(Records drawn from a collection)
* * *
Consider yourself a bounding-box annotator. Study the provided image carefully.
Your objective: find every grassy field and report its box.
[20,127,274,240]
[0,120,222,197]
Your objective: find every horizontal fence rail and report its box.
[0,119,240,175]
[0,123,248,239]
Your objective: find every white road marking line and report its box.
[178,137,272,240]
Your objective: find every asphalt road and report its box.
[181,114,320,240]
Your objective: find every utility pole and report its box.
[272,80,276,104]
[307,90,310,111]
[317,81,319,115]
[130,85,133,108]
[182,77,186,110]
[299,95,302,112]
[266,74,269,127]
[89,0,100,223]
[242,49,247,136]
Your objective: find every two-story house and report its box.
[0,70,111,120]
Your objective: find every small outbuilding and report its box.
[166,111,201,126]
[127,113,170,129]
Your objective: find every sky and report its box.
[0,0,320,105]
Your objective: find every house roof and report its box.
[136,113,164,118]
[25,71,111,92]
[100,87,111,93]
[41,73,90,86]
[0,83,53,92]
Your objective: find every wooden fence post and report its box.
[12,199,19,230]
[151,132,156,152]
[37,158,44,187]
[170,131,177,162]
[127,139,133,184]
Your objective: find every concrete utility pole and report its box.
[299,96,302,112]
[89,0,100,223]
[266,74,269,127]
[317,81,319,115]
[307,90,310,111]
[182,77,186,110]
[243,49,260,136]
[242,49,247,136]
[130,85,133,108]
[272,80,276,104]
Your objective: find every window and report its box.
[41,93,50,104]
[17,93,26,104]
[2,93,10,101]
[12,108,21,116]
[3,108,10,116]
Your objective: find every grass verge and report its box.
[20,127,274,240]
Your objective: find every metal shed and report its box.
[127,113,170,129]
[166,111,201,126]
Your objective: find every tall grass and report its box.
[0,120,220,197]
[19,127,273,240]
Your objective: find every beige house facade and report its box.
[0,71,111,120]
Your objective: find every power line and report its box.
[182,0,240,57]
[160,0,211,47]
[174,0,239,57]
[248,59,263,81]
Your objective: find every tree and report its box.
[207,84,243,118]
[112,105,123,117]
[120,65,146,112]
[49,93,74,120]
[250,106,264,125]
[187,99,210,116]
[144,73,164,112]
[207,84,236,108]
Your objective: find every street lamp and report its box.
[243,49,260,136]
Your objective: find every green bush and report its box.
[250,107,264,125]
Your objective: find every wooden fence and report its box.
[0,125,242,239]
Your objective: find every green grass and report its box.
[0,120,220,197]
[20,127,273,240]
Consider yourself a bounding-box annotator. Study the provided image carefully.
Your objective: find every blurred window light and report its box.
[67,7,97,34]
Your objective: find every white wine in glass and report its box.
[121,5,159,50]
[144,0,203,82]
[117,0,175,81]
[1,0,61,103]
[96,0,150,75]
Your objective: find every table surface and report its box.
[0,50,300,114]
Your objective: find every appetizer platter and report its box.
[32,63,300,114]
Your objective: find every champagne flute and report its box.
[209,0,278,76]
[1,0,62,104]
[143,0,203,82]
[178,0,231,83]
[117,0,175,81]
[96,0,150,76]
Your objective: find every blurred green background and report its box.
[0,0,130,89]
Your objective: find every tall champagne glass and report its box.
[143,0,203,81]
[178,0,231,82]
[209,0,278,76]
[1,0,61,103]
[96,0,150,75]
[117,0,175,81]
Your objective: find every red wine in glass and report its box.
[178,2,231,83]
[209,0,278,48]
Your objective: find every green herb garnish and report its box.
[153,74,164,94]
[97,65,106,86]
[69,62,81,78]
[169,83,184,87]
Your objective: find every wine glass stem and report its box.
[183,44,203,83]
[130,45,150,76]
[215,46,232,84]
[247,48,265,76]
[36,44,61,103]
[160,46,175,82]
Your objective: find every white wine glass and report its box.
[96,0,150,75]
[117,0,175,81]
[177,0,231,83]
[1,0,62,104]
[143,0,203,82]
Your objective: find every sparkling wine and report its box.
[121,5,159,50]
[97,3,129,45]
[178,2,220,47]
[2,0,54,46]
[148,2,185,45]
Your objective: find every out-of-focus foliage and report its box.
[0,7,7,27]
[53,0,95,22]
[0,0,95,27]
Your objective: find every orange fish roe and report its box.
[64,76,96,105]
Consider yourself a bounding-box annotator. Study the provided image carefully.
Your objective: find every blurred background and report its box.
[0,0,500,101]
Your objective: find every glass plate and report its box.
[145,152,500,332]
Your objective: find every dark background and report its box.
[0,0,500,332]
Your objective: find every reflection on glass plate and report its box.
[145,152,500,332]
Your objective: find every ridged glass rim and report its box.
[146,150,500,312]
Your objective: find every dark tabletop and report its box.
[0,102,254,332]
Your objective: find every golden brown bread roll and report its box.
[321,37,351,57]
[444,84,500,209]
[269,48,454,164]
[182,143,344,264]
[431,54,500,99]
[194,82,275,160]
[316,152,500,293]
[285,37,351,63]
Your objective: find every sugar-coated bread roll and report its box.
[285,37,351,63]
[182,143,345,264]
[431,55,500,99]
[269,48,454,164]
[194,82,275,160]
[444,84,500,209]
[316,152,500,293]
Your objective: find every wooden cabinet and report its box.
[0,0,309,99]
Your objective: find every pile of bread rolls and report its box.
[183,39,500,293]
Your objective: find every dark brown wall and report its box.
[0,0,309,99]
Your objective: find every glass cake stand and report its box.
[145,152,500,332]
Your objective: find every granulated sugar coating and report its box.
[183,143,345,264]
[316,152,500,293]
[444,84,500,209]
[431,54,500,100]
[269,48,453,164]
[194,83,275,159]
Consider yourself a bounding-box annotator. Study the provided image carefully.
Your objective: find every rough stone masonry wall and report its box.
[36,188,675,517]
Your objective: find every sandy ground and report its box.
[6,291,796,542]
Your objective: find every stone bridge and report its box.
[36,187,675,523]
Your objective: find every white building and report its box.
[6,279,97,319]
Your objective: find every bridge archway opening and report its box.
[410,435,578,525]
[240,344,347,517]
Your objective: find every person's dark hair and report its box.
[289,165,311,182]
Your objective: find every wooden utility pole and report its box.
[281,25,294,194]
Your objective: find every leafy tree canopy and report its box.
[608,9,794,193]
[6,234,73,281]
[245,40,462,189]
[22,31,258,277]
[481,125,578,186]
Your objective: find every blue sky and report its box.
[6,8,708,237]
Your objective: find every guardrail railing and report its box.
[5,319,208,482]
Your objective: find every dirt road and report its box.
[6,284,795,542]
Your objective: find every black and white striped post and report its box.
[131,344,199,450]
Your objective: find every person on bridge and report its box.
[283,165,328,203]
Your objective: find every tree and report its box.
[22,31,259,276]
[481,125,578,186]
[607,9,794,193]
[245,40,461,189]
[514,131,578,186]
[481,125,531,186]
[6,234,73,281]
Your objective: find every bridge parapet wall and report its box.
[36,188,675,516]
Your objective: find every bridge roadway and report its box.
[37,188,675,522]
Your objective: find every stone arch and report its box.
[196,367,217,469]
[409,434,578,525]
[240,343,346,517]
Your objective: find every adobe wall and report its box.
* * *
Quote all of the items above verbatim, from the first to the last.

# Response to this exercise:
Consider yourself a bounding-box annotator. Study the provided image carefully.
Your objective: find every grassy field and report its box.
[20,127,274,240]
[0,120,222,197]
Your objective: find every horizontal fence rail and report its box.
[0,119,240,175]
[0,123,248,239]
Your objective: find every white road marking line and report its box.
[178,137,272,240]
Your objective: find every asphalt road and report its box.
[181,114,320,240]
Your objective: find every utility pole and report its box.
[272,80,276,104]
[307,90,310,111]
[317,81,319,115]
[130,85,133,108]
[182,77,186,110]
[299,95,302,112]
[266,74,269,127]
[89,0,100,223]
[242,49,247,136]
Your objective: find every two-story house and report its box.
[0,70,111,120]
Your objective: find every small outbuilding and report its box.
[166,111,201,126]
[127,113,170,129]
Your objective: find every sky and report its box.
[0,0,320,105]
Your objective: find every house roof and report its box.
[136,113,164,118]
[25,71,111,92]
[100,87,111,93]
[41,73,90,86]
[0,83,53,92]
Your objective: find every wooden fence post and report its box.
[12,199,19,230]
[151,132,156,152]
[37,158,44,187]
[170,131,177,162]
[127,139,133,184]
Your objective: find every concrete utility pole and report its box.
[299,96,302,112]
[89,0,100,223]
[266,74,269,127]
[317,81,319,115]
[307,90,310,111]
[182,77,186,110]
[243,49,260,136]
[242,49,247,136]
[130,85,133,108]
[272,80,276,104]
Your objective: find every window and report its box.
[41,93,50,104]
[17,93,26,104]
[2,93,10,101]
[12,108,21,116]
[3,108,10,116]
Your objective: find every grass verge and report its box.
[20,127,274,240]
Your objective: find every metal shed and report its box.
[127,113,170,129]
[166,111,201,126]
Your objective: find every tall grass and report its box.
[0,120,220,197]
[19,127,273,240]
Your objective: find every beige house facade and report its box.
[0,71,111,120]
Your objective: find every power line and report its box.
[182,0,240,57]
[160,0,211,47]
[174,0,239,57]
[248,59,263,81]
Your objective: find every tree and report its box.
[207,84,243,118]
[112,105,123,117]
[120,65,146,112]
[49,93,74,120]
[250,106,264,125]
[187,99,210,116]
[144,73,164,112]
[207,84,236,108]
Your objective: find every street lamp and report its box.
[243,49,260,136]
Your objective: find every green bush and report its box.
[250,107,264,125]
Your objective: find every wooden fence and report its box.
[0,125,242,239]
Your objective: find every green grass and report its box.
[0,120,220,197]
[20,127,273,240]
Consider yourself a bounding-box annotator. Study the provided image carefully.
Your objective: find every blurred window light and report its box.
[67,7,97,34]
Your objective: find every white wine in glass and report its box.
[121,5,159,50]
[144,0,203,82]
[117,0,175,81]
[1,0,61,103]
[96,0,150,75]
Your objective: find every table surface and report its box.
[0,50,300,114]
Your objective: find every appetizer platter and report its box.
[32,63,300,114]
Your objective: find every champagne flute and report its box.
[209,0,278,76]
[1,0,62,104]
[143,0,203,82]
[178,0,231,83]
[117,0,175,81]
[96,0,150,76]
Your objective: find every blurred green background and report its box.
[0,0,130,89]
Your objective: find every tall champagne glass and report its box.
[143,0,203,81]
[178,0,231,82]
[209,0,278,76]
[1,0,61,103]
[96,0,150,75]
[117,0,175,81]
Your objective: find every red wine in glass and report its box.
[178,2,231,83]
[209,0,278,48]
Your objective: find every green herb garnish and report its box.
[153,74,164,94]
[97,65,106,86]
[69,62,81,78]
[169,83,184,87]
Your objective: find every wine glass stem and report its box.
[183,44,203,83]
[130,45,150,76]
[215,46,232,84]
[247,48,265,76]
[36,44,61,103]
[160,46,175,82]
Your objective: find every white wine glass and report its box.
[96,0,150,75]
[117,0,175,81]
[177,0,231,83]
[1,0,62,104]
[143,0,203,82]
Your objective: find every sparkling wine and report its box.
[121,5,159,50]
[97,3,129,45]
[178,2,220,47]
[2,0,54,46]
[148,2,185,45]
Your objective: find every out-of-focus foliage and report its box.
[0,7,7,27]
[53,0,95,22]
[0,0,95,27]
Your objective: find every orange fish roe and report its box.
[64,76,96,105]
Consider yourself a bounding-box annotator. Study the provided image carefully.
Your objective: find every blurred background and report its box.
[0,0,500,101]
Your objective: find every glass plate and report its box.
[145,152,500,332]
Your objective: find every dark background and report its box.
[0,0,500,332]
Your objective: find every reflection on glass plate and report its box.
[145,152,500,332]
Your objective: find every ridged glass rim and report its box.
[146,150,500,312]
Your objective: find every dark tabletop and report its box.
[0,102,254,332]
Your objective: find every golden brown bread roll and report its box.
[321,37,351,57]
[444,84,500,209]
[269,48,454,164]
[182,143,344,264]
[431,54,500,99]
[194,82,275,160]
[316,152,500,293]
[285,37,351,63]
Your objective: find every sugar-coated bread roll and report its box.
[285,37,351,63]
[182,143,345,264]
[431,55,500,99]
[269,48,454,164]
[194,82,275,160]
[444,84,500,209]
[316,152,500,293]
Your objective: find every wooden cabinet and report its box.
[0,0,309,99]
Your objective: find every pile of bread rolls and report its box.
[183,39,500,293]
Your objective: find every dark brown wall and report its box.
[0,0,309,99]
Your objective: find every glass cake stand and report its box.
[145,152,500,332]
Your objective: find every granulated sugar coating and report its box.
[183,143,345,264]
[316,152,500,293]
[444,84,500,209]
[431,54,500,100]
[269,48,453,164]
[194,83,275,159]
Consider yourself a bounding-box annotator. Study the provided image carefully.
Your objective: find every rough stone masonry wall and report its box.
[36,188,675,517]
Your objective: find every sandy ground and report its box.
[6,291,796,542]
Your objective: find every stone bridge and report its box.
[36,187,675,523]
Your objective: find every white building and report its box.
[6,279,97,319]
Your objective: find every bridge archway opening and report its box.
[410,435,578,525]
[240,344,347,517]
Your objective: find every person's dark hair and report its box.
[289,165,311,182]
Your objective: find every wooden utility pole and report its box.
[281,25,294,194]
Your objective: find every leafy tree canopy and report its box.
[608,9,794,193]
[6,234,73,281]
[245,40,462,189]
[22,31,258,277]
[481,125,578,186]
Your objective: find every blue sky and report its box.
[6,8,708,237]
Your objective: find every guardrail railing and report its box.
[5,319,208,482]
Your objective: find every dirt road and report its box.
[6,284,795,542]
Your objective: find every black and white striped post and report its box.
[131,344,199,450]
Your objective: find every person on bridge and report its box.
[283,165,328,203]
Your objective: find every tree and report its box.
[22,31,259,276]
[481,125,578,186]
[607,9,794,193]
[245,40,461,189]
[514,131,578,186]
[481,125,531,186]
[6,234,73,281]
Your objective: find every bridge parapet wall and report its box.
[36,188,675,516]
Your objective: find every bridge roadway and report its box.
[37,188,675,522]
Your objective: find every stone arch and report its box.
[196,367,217,469]
[409,434,578,525]
[240,343,346,517]
Your objective: find every adobe wall and report its box.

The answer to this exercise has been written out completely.